▸ **Work item**
Using the entries below, transcribe exactly the line containing "the green leaf, one" and each line that follows it to the end.
Segment Start: Given information
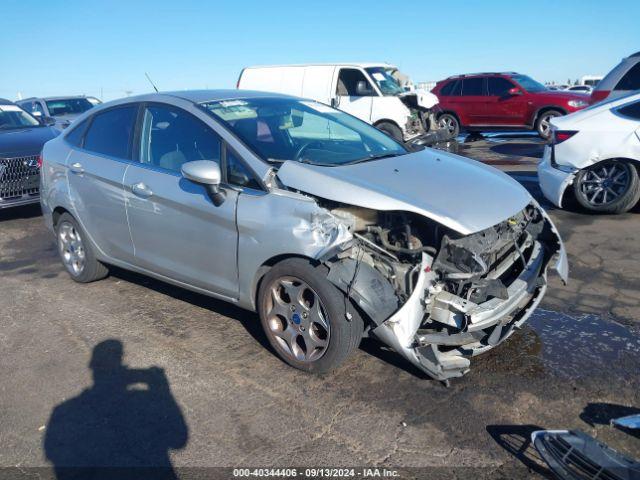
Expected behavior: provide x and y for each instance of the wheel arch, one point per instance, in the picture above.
(266, 266)
(57, 213)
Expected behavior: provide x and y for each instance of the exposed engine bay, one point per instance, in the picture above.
(438, 297)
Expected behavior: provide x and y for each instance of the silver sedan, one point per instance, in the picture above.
(324, 225)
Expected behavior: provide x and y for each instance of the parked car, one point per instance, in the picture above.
(586, 89)
(623, 79)
(365, 90)
(21, 140)
(597, 151)
(490, 101)
(324, 225)
(62, 109)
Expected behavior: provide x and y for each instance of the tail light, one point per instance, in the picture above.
(599, 95)
(560, 136)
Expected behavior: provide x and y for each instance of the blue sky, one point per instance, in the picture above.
(52, 47)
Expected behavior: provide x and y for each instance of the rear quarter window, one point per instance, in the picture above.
(452, 88)
(631, 79)
(630, 111)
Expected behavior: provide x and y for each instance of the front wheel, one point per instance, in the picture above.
(611, 186)
(76, 252)
(304, 317)
(450, 124)
(543, 123)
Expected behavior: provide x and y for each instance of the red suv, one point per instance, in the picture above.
(493, 101)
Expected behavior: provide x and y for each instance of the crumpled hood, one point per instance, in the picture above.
(28, 141)
(459, 193)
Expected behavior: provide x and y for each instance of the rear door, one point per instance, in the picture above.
(473, 100)
(502, 109)
(176, 229)
(347, 97)
(96, 170)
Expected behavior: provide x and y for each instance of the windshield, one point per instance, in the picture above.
(12, 116)
(65, 106)
(280, 129)
(386, 83)
(529, 84)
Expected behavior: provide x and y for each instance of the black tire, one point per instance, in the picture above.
(628, 192)
(91, 269)
(392, 130)
(542, 122)
(450, 124)
(343, 335)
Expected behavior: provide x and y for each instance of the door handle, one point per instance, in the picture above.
(76, 168)
(141, 190)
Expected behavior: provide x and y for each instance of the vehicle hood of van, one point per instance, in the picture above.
(459, 193)
(24, 140)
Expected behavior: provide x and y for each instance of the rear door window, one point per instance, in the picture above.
(111, 132)
(473, 87)
(498, 86)
(631, 79)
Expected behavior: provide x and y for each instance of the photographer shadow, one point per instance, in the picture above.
(123, 426)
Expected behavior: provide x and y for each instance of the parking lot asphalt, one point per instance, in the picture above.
(229, 401)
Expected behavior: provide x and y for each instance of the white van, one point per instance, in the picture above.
(365, 90)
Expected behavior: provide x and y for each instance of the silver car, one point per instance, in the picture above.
(325, 226)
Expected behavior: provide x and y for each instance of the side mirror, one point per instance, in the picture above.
(206, 173)
(363, 89)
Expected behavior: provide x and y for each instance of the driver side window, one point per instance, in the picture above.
(171, 137)
(348, 83)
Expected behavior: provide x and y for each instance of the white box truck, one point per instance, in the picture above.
(368, 91)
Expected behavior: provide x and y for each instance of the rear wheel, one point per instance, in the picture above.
(76, 252)
(392, 130)
(304, 317)
(450, 124)
(543, 123)
(611, 186)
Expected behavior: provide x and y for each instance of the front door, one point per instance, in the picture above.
(95, 172)
(502, 108)
(176, 230)
(472, 101)
(349, 99)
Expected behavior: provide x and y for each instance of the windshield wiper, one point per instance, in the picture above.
(372, 157)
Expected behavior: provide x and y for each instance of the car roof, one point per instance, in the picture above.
(463, 75)
(200, 96)
(341, 64)
(47, 99)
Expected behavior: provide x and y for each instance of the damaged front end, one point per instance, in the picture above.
(437, 297)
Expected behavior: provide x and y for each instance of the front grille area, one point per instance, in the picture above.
(19, 177)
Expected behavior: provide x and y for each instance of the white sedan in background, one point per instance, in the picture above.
(597, 151)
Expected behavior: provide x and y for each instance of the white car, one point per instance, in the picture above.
(365, 90)
(597, 151)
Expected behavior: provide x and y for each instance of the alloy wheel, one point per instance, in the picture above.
(448, 123)
(71, 248)
(297, 319)
(604, 184)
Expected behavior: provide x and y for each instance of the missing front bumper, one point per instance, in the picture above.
(481, 327)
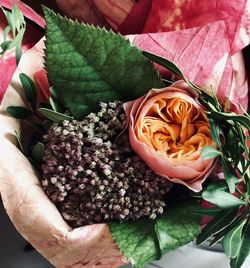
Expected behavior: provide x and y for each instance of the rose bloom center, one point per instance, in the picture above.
(174, 126)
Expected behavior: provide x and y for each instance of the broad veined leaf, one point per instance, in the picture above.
(94, 65)
(218, 223)
(137, 241)
(145, 240)
(176, 228)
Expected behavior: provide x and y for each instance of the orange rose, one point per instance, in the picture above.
(168, 129)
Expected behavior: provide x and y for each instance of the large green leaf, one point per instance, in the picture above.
(137, 241)
(145, 240)
(176, 228)
(87, 65)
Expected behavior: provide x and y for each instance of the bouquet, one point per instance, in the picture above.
(125, 152)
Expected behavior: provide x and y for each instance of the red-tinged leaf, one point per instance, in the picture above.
(26, 10)
(168, 15)
(135, 21)
(203, 55)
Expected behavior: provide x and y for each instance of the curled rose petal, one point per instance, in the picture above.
(168, 129)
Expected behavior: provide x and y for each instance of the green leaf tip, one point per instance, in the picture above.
(146, 240)
(94, 65)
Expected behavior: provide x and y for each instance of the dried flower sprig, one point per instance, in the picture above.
(92, 175)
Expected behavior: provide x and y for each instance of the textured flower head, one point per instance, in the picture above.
(168, 129)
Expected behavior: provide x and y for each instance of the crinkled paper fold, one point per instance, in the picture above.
(34, 216)
(204, 55)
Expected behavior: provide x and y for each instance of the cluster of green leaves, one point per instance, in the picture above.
(146, 240)
(16, 27)
(87, 65)
(48, 113)
(230, 197)
(93, 65)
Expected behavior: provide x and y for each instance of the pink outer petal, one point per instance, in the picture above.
(27, 11)
(189, 173)
(169, 15)
(203, 54)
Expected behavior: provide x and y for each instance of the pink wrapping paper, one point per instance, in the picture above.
(8, 62)
(34, 216)
(170, 15)
(204, 55)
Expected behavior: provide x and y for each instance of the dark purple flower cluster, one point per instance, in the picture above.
(92, 174)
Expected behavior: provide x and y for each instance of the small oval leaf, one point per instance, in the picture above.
(54, 116)
(29, 89)
(222, 199)
(37, 152)
(232, 241)
(210, 152)
(218, 223)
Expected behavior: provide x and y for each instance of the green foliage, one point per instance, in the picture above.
(29, 89)
(37, 152)
(19, 112)
(54, 116)
(16, 26)
(219, 222)
(209, 152)
(93, 65)
(145, 240)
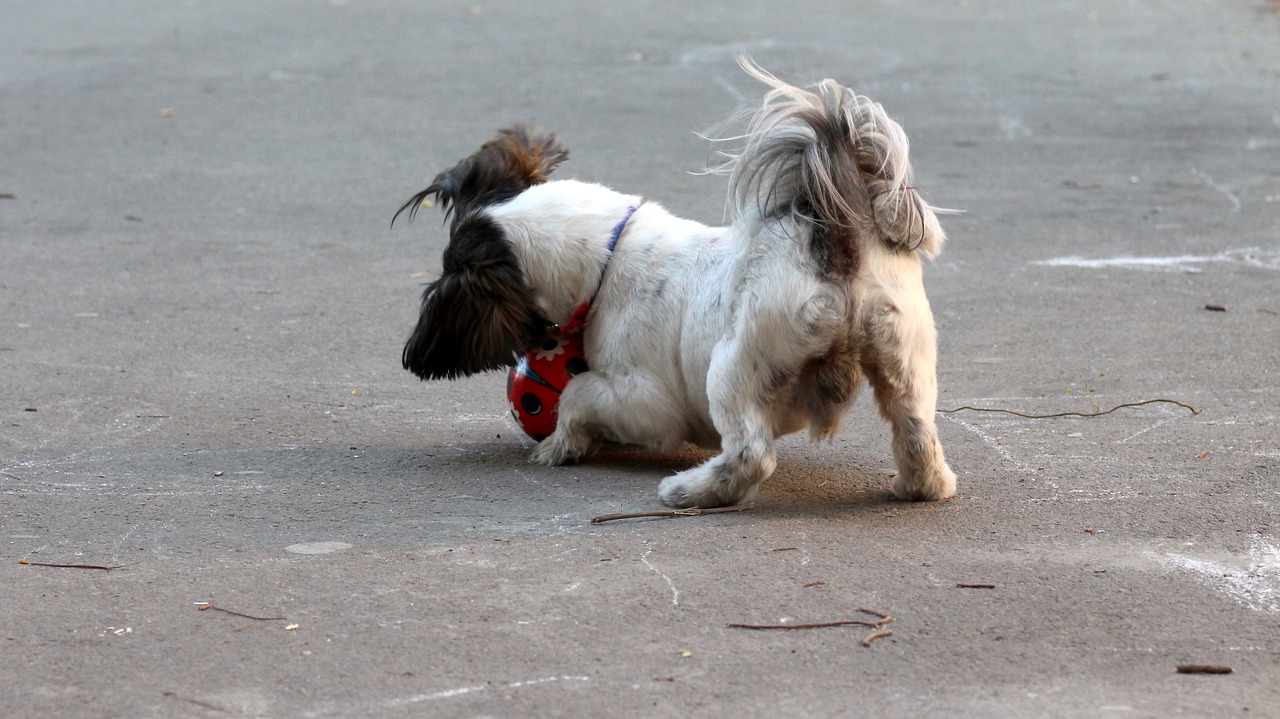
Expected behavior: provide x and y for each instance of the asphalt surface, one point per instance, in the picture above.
(201, 314)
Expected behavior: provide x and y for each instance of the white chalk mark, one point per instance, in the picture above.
(1225, 191)
(547, 679)
(993, 444)
(1256, 586)
(462, 691)
(316, 546)
(1251, 256)
(421, 697)
(675, 592)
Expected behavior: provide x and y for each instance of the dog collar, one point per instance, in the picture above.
(534, 385)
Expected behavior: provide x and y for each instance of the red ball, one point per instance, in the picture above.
(535, 384)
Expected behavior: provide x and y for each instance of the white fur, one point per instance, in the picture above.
(714, 335)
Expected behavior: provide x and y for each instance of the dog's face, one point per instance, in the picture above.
(481, 312)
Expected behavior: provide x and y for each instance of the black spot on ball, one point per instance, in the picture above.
(530, 403)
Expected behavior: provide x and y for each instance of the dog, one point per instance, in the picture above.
(726, 338)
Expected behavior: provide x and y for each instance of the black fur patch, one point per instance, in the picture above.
(520, 158)
(480, 314)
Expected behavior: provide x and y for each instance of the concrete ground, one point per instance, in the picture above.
(202, 307)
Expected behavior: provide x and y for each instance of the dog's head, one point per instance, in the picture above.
(481, 312)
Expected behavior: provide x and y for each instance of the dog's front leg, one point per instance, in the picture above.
(748, 457)
(900, 367)
(597, 407)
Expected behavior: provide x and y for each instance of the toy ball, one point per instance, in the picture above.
(534, 385)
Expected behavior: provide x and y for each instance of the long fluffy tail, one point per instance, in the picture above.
(833, 158)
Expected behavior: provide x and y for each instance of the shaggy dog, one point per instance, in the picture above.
(723, 337)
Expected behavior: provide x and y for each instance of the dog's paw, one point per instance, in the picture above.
(699, 488)
(929, 484)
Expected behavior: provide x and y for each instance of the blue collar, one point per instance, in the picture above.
(613, 242)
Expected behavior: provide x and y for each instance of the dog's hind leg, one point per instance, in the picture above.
(736, 389)
(901, 369)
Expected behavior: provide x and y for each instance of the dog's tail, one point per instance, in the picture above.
(835, 159)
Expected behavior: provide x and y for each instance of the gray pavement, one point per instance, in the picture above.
(201, 312)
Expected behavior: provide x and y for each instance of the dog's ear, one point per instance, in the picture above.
(520, 158)
(480, 314)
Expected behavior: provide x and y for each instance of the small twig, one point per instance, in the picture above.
(1095, 413)
(103, 567)
(690, 512)
(1203, 669)
(818, 626)
(196, 701)
(874, 636)
(208, 605)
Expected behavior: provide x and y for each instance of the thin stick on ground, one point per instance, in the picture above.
(208, 605)
(690, 512)
(1096, 412)
(874, 636)
(103, 567)
(814, 626)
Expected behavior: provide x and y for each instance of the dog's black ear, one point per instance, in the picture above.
(520, 158)
(480, 314)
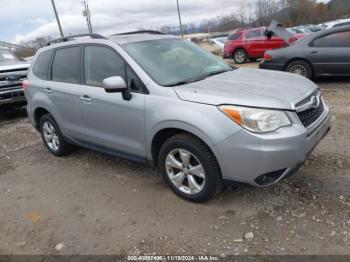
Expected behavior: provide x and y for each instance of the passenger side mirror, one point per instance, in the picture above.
(116, 84)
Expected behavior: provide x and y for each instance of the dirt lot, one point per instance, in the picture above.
(91, 203)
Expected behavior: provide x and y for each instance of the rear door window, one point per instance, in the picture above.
(42, 65)
(340, 39)
(66, 65)
(254, 34)
(235, 36)
(100, 63)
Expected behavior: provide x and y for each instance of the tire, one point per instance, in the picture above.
(58, 146)
(301, 68)
(240, 56)
(210, 179)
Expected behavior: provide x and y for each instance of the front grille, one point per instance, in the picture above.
(310, 116)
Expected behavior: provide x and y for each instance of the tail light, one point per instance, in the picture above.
(267, 57)
(292, 39)
(25, 85)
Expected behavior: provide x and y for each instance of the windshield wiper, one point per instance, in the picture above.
(200, 78)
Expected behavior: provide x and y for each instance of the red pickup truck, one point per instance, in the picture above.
(252, 43)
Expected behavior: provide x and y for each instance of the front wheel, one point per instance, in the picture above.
(190, 168)
(301, 68)
(52, 137)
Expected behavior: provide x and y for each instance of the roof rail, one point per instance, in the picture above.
(153, 32)
(71, 37)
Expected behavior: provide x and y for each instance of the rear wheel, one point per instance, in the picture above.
(52, 137)
(190, 168)
(301, 68)
(240, 56)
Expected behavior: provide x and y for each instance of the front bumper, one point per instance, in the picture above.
(12, 96)
(271, 66)
(247, 158)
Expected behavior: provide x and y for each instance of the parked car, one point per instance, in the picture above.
(337, 23)
(13, 71)
(159, 99)
(324, 53)
(220, 41)
(251, 44)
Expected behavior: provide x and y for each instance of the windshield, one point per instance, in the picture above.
(7, 57)
(171, 62)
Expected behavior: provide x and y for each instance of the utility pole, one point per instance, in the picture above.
(86, 13)
(57, 18)
(178, 11)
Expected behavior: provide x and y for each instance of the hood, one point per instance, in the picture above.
(281, 31)
(15, 66)
(249, 87)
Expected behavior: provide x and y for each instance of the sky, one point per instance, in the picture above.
(23, 20)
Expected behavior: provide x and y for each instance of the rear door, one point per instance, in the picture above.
(330, 54)
(64, 90)
(111, 123)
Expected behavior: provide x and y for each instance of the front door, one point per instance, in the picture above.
(64, 90)
(111, 123)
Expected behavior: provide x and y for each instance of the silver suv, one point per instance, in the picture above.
(156, 98)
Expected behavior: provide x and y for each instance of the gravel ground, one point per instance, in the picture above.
(90, 203)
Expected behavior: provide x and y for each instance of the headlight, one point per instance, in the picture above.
(256, 119)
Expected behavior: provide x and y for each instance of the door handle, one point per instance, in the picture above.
(86, 99)
(48, 90)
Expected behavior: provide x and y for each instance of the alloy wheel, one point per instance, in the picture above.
(185, 171)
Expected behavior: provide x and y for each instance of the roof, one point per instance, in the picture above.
(124, 39)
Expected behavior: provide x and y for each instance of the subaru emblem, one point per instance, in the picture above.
(13, 78)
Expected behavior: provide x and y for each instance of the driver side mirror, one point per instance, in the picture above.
(116, 84)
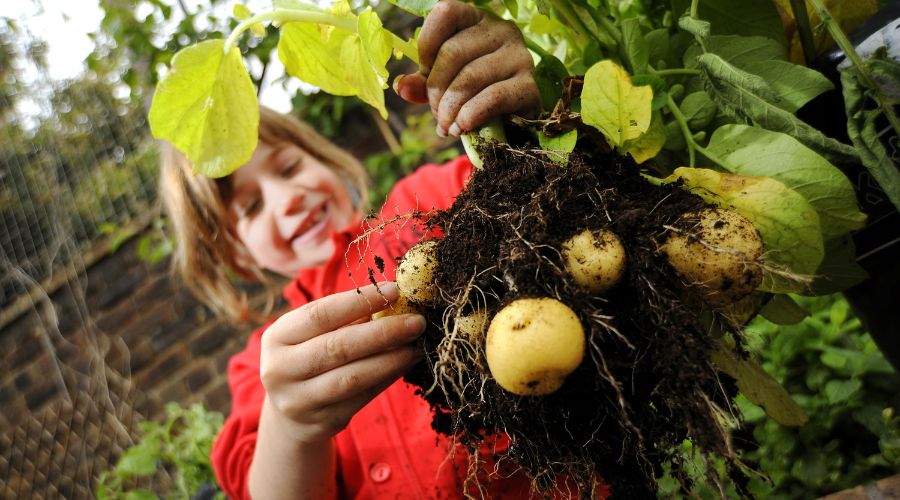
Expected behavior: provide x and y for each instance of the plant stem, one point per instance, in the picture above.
(804, 28)
(571, 17)
(677, 72)
(850, 51)
(685, 131)
(347, 23)
(537, 49)
(695, 7)
(692, 145)
(492, 130)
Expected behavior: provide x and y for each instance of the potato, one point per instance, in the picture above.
(472, 326)
(416, 271)
(719, 255)
(594, 259)
(533, 345)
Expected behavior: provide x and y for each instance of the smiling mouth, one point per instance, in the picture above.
(316, 217)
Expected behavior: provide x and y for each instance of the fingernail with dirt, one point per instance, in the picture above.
(416, 322)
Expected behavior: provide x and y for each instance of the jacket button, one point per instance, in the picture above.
(380, 472)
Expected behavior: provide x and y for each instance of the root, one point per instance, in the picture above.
(803, 280)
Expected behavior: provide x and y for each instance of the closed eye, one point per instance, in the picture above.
(291, 168)
(248, 208)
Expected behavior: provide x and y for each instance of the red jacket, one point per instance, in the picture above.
(389, 449)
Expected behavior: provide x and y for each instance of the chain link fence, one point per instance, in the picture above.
(77, 168)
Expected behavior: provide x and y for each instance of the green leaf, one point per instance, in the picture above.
(739, 51)
(696, 27)
(612, 105)
(759, 387)
(788, 224)
(743, 17)
(139, 460)
(864, 134)
(839, 269)
(512, 6)
(376, 45)
(795, 85)
(698, 109)
(635, 48)
(658, 45)
(418, 7)
(657, 85)
(782, 310)
(206, 107)
(240, 11)
(648, 145)
(748, 97)
(837, 391)
(559, 146)
(549, 74)
(307, 52)
(140, 494)
(754, 151)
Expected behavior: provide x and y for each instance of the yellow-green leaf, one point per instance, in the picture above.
(649, 144)
(760, 388)
(376, 43)
(308, 54)
(206, 107)
(366, 82)
(612, 105)
(788, 224)
(240, 11)
(258, 29)
(340, 8)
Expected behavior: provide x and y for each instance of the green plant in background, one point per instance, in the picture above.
(179, 445)
(418, 144)
(834, 371)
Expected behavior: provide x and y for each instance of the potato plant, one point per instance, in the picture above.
(671, 195)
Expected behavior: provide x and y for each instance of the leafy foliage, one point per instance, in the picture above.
(418, 145)
(837, 375)
(179, 445)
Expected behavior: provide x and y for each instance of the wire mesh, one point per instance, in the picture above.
(77, 164)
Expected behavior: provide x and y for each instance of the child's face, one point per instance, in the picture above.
(285, 204)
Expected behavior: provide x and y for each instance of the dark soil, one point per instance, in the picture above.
(646, 383)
Segment End: Given information
▸ **Response for this exercise**
Expected behavior: provide x and y for each instance of the green leaf, one point per instance, in the picture above.
(739, 51)
(696, 27)
(612, 105)
(759, 387)
(788, 224)
(743, 17)
(139, 460)
(864, 134)
(839, 269)
(512, 6)
(376, 45)
(795, 85)
(698, 109)
(635, 48)
(658, 45)
(418, 7)
(657, 85)
(782, 310)
(206, 107)
(240, 11)
(648, 145)
(748, 97)
(837, 391)
(559, 146)
(549, 74)
(307, 52)
(140, 494)
(754, 151)
Expected behavior: provide x and y for each instance of the yellow-green leaf, one point per instance, in the picture above.
(649, 144)
(760, 388)
(376, 43)
(308, 54)
(206, 107)
(366, 82)
(612, 105)
(788, 224)
(240, 11)
(258, 29)
(340, 8)
Expected behavior: provide x and y for each instance of the green plant in background, one point per instance, in the picture above.
(179, 445)
(418, 144)
(834, 371)
Expected behavior: provide x and y for each instance of the potato plant, one point per instance, in the picture above.
(671, 195)
Expected behavior: provide x and y for each instance of the leafy foliage, one point per instance, in the picture above.
(418, 145)
(837, 375)
(179, 445)
Expected behavior: provide x and y for each instance of the wire mesh, one point per instance, in the picture above.
(77, 164)
Expected behavior: provide x and y for each instance of the child's face, one point per instance, in the picture above.
(285, 204)
Expected behavior: provide x and y for each instance of the dark soil, one point per instance, in the picture above.
(646, 383)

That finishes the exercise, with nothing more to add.